*Request:*
Please extract a portion of the passage about applications in service-oriented architecture, starting at the words "Part of the" and ending after "around component API’s.". Copy it word for word.

*Provided passage:*
** BEGIN **

Some ideological conflict seems to be centered not on the message-based architectures and patterns – which seem to be achieving defacto acceptance as the ultimate meaning of service-oriented architecture, but on the role of applications in a service-oriented architecture. For some architects, the word “application” simply means a set of rich user interfaces that tap into an underlying, asynchronous command-processing pipeline in a service-oriented utopia. This perspective rings with Sun Microsystems’ mantra, “The Network is the Computer” – in effect suggesting the service set is the application. For others, applications are applications, services are services, and that service infrastructure may connect distributed applications and make them reusable, but applications and services are inherently different and separate while still taking their respective places as essential and successive units of decomposition of the enterprise informatic wholarchy.

Part of the challenge to the success of either perspective still remains the applications at service end points, and whether these applications are amenable to service orientation. While a relatively extreme SO perspective might suggest that the service set is the application, an equally fundamentalist perspective issuing from many application developer-driven service implementations suggests that services are simply wrappers around component API’s.

There is a black hole of software know-how in the space between services and application that might be big enough to swallow an organization’s service-orientation efforts whole. This black hole is not only potentially powerful enough to suck out the particles of illumination guiding an organization’s service-oriented effort, but also the sound waves emanating from voices of reason that are struggling to ask, “Where have all the application architects gone?” Today, the answer might be, “Why, they’ve all promoted themselves to the role of enterprise architect and are now driving application details from their perches on the next rung up on the software abstraction ladder.”

An enterprise architect for a global PC manufacturer confided that application teams in his organization are provided guidance that suggests that SOAP-based services should be placed between application user interfaces and application middle tiers to ensure that the application’s core logic will be ultimately amenable to inclusion in the service-oriented architecture. This kind of guidance strikes at the heart of a quiet crisis in the Microsoft Visual Developer space – the application architects have left the building and it’s becoming ever more evident that the lunatics may have been left to take over the asylum. For what exactly is being said when we suggest to application teams that we don’t believe that they are capable of engaging in the same loose-coupling-oriented development practices at the application level that will ensure the necessary interface-based layered architectures that will ultimately allow their applications to take part in the service-oriented enterprise?

** END **

*Provided material:*
** BEGIN **

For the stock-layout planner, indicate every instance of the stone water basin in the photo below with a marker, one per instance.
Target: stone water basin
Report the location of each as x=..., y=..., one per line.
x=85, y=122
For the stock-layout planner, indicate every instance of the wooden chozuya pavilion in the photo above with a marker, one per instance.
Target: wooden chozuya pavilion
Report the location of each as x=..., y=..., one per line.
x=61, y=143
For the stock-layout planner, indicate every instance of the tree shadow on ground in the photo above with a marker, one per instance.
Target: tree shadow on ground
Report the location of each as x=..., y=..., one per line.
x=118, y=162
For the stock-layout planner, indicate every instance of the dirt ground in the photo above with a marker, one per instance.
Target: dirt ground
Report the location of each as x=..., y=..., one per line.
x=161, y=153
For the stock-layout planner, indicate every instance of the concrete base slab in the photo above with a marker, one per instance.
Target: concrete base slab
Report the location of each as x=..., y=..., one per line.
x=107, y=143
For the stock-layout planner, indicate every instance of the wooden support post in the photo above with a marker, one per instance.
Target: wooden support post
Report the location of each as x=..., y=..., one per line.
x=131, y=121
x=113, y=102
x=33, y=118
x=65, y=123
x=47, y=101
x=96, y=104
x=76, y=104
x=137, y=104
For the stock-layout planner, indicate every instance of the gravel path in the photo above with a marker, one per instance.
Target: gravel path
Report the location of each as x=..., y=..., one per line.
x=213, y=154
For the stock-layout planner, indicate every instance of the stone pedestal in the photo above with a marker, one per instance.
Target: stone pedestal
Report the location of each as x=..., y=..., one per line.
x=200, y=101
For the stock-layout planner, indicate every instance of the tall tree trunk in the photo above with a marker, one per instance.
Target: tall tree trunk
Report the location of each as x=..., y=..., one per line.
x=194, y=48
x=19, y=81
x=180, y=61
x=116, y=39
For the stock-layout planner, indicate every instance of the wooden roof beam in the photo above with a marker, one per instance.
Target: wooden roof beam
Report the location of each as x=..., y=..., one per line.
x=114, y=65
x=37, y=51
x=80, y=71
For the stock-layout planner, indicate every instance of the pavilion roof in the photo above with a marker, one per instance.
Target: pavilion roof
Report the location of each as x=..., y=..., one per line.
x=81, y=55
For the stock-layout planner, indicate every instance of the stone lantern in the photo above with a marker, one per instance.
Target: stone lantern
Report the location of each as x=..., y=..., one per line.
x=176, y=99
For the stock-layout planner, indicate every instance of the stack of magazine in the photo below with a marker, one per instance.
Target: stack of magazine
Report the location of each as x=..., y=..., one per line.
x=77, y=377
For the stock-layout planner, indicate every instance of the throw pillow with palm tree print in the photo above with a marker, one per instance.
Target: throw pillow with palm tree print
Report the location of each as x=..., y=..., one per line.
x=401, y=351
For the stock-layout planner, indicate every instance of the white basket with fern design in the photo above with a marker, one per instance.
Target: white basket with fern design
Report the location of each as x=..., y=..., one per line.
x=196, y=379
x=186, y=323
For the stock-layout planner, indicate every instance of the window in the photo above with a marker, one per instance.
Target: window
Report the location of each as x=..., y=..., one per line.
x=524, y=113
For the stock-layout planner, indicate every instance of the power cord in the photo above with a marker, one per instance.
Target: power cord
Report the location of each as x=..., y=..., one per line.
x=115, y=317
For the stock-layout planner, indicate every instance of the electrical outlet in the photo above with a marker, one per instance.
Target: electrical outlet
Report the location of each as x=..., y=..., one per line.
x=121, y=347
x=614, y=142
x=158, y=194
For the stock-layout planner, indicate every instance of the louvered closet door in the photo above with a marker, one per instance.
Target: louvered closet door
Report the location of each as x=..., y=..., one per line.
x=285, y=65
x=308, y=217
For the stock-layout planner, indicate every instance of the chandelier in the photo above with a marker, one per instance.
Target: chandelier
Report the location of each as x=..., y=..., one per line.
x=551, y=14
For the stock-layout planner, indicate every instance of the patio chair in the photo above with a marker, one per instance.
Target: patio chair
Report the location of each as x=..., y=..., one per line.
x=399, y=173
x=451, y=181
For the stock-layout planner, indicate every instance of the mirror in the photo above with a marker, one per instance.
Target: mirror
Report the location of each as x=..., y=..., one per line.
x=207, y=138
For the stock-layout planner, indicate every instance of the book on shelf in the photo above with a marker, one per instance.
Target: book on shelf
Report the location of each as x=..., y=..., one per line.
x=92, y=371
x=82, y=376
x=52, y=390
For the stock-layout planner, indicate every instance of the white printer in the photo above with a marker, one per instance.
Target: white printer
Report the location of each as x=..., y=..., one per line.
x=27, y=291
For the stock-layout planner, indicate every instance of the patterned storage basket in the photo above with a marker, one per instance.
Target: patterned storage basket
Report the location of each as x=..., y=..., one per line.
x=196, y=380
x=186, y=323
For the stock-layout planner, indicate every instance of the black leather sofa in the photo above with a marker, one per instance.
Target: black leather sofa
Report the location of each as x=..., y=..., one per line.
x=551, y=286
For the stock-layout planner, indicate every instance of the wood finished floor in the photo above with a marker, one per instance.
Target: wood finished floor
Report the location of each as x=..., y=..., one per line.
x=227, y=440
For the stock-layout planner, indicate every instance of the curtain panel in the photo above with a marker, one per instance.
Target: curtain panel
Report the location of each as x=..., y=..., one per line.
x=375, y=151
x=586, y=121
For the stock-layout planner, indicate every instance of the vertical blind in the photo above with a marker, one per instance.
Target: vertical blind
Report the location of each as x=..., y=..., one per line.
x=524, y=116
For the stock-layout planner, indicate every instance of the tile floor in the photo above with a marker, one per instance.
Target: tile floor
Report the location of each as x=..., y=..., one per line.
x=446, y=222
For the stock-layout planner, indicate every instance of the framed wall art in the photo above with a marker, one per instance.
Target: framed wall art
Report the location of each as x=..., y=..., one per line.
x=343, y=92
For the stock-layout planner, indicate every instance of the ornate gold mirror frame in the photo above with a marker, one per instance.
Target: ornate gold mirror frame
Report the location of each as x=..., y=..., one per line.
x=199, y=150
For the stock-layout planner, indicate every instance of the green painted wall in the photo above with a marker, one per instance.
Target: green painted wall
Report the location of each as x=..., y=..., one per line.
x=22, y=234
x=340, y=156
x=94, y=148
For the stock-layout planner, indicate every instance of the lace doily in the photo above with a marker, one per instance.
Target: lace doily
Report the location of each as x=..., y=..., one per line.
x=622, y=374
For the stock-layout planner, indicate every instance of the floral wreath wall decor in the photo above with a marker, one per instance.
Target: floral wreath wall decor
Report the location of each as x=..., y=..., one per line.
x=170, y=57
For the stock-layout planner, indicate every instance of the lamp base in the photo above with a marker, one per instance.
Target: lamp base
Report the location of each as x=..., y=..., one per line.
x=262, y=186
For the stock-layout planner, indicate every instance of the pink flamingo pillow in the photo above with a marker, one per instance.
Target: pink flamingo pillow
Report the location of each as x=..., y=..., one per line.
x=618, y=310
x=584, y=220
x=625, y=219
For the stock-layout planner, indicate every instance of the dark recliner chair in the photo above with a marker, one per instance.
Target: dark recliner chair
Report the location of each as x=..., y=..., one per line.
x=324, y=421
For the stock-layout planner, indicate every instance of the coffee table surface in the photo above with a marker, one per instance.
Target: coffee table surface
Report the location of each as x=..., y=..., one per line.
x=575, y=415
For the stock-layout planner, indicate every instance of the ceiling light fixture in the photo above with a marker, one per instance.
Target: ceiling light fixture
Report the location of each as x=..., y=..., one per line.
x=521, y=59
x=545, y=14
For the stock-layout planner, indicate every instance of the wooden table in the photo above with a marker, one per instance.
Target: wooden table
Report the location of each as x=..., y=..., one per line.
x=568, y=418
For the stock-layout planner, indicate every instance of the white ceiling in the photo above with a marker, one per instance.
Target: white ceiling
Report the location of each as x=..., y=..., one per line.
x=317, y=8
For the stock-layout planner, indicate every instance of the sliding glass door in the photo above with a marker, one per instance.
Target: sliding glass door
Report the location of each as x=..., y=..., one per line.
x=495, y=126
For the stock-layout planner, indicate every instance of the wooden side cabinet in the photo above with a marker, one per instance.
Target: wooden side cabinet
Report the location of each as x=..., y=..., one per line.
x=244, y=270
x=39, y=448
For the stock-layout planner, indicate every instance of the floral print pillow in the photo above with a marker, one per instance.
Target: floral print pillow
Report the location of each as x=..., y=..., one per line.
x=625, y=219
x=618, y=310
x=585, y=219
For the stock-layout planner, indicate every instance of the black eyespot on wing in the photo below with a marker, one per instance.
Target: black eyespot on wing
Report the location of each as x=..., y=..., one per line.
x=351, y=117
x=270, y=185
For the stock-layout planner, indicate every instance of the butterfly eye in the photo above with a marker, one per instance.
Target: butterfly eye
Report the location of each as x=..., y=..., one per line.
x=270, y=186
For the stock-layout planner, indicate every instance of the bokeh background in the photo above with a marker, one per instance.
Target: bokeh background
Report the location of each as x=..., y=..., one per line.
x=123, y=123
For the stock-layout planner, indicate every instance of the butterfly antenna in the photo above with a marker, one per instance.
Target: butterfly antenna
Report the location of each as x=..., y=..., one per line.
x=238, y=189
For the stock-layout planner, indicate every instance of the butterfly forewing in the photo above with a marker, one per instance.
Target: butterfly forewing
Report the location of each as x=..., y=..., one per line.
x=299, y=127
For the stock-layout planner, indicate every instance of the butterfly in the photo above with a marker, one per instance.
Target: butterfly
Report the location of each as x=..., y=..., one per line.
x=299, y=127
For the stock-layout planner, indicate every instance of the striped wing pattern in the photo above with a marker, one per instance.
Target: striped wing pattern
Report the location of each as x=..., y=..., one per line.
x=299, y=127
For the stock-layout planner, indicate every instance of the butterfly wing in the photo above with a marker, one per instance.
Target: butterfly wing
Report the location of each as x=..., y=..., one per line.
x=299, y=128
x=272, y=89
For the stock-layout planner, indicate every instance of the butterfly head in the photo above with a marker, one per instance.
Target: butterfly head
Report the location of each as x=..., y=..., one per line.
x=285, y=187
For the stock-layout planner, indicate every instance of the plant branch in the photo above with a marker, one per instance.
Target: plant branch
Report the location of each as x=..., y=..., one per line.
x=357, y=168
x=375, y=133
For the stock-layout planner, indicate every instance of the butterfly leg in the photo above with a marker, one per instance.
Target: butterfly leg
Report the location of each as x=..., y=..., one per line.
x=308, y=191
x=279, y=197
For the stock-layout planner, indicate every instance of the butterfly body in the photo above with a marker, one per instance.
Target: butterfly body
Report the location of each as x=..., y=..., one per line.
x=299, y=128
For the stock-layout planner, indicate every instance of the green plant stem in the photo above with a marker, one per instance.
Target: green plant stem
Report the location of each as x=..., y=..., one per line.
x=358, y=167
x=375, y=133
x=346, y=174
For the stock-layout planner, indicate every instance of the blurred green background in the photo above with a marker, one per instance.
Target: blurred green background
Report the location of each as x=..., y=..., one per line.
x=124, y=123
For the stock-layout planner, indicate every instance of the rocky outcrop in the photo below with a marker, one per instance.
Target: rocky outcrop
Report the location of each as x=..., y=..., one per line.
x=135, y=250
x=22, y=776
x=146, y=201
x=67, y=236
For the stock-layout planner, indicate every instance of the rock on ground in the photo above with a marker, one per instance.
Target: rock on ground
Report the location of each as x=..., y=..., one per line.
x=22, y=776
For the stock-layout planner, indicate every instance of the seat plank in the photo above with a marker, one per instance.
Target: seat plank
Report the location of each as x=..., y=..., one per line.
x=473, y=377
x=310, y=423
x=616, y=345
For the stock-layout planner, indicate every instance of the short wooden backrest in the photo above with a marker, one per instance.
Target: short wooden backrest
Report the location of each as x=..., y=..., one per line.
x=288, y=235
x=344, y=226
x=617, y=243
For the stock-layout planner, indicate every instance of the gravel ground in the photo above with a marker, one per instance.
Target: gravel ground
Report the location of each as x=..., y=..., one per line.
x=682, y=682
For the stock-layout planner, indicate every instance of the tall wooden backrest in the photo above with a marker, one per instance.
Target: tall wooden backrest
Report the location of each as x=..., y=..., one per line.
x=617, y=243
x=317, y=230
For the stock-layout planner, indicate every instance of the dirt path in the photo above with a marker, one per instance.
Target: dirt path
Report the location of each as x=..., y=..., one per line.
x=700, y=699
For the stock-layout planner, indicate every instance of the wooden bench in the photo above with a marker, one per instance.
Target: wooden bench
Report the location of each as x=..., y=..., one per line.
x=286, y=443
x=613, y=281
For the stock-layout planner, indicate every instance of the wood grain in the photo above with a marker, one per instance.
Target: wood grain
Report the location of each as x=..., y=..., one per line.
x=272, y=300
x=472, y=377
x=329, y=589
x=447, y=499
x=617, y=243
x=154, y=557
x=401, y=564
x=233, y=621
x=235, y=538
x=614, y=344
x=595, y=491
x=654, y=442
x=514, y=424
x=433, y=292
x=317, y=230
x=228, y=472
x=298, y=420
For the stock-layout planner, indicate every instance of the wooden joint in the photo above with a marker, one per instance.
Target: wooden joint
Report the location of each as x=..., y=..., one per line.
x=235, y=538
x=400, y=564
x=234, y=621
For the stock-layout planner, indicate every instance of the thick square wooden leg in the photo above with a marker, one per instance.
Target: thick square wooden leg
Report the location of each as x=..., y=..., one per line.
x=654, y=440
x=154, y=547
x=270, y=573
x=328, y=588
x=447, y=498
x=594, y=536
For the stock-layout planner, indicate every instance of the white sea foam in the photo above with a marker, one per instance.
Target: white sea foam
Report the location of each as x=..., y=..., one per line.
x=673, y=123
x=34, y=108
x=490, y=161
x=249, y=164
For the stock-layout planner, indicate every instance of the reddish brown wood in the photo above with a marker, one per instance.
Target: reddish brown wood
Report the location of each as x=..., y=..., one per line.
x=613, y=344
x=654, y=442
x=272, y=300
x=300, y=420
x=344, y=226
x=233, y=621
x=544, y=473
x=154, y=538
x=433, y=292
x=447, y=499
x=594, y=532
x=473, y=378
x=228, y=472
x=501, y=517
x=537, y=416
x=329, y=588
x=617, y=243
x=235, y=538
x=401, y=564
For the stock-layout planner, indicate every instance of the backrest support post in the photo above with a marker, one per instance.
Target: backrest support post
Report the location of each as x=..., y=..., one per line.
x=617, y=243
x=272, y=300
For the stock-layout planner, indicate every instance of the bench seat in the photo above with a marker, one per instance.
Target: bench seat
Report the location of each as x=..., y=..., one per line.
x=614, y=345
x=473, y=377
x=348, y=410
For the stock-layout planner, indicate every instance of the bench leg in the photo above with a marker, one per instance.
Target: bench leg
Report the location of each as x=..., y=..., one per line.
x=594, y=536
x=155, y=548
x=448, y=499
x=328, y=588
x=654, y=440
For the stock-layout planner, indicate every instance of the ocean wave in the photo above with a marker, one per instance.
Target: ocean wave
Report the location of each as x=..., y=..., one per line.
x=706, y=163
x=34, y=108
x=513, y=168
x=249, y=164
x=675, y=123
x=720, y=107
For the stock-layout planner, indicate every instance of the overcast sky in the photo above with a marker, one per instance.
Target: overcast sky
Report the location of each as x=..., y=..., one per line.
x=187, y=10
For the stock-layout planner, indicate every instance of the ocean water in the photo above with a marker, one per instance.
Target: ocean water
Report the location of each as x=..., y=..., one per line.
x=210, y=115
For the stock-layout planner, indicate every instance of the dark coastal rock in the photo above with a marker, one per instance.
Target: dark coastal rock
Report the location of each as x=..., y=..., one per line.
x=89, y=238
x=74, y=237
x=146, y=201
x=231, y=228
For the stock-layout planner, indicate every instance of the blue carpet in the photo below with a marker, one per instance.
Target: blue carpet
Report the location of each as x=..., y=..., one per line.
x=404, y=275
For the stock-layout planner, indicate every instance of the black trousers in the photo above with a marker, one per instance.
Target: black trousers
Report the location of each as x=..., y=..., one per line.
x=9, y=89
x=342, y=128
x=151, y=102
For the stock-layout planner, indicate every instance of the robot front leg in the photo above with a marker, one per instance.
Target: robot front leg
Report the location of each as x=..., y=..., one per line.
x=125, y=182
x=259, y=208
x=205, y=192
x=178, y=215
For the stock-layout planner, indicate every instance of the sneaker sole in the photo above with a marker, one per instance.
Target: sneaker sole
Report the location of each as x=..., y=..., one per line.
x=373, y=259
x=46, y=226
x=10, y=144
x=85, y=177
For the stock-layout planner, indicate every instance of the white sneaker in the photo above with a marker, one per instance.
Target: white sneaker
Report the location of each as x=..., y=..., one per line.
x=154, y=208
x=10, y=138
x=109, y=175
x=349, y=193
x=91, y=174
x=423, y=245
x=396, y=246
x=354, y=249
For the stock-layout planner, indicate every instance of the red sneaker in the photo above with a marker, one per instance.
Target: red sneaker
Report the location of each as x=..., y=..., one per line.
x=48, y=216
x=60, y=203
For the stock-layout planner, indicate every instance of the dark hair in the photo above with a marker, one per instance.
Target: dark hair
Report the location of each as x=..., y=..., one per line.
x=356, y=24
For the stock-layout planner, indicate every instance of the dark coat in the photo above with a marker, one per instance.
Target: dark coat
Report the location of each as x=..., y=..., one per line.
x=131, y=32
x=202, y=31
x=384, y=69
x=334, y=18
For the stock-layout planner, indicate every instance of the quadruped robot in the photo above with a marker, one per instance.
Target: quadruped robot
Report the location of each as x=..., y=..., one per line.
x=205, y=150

** END **

*Reply:*
Part of the challenge to the success of either perspective still remains the applications at service end points, and whether these applications are amenable to service orientation. While a relatively extreme SO perspective might suggest that the service set is the application, an equally fundamentalist perspective issuing from many application developer-driven service implementations suggests that services are simply wrappers around component API’s.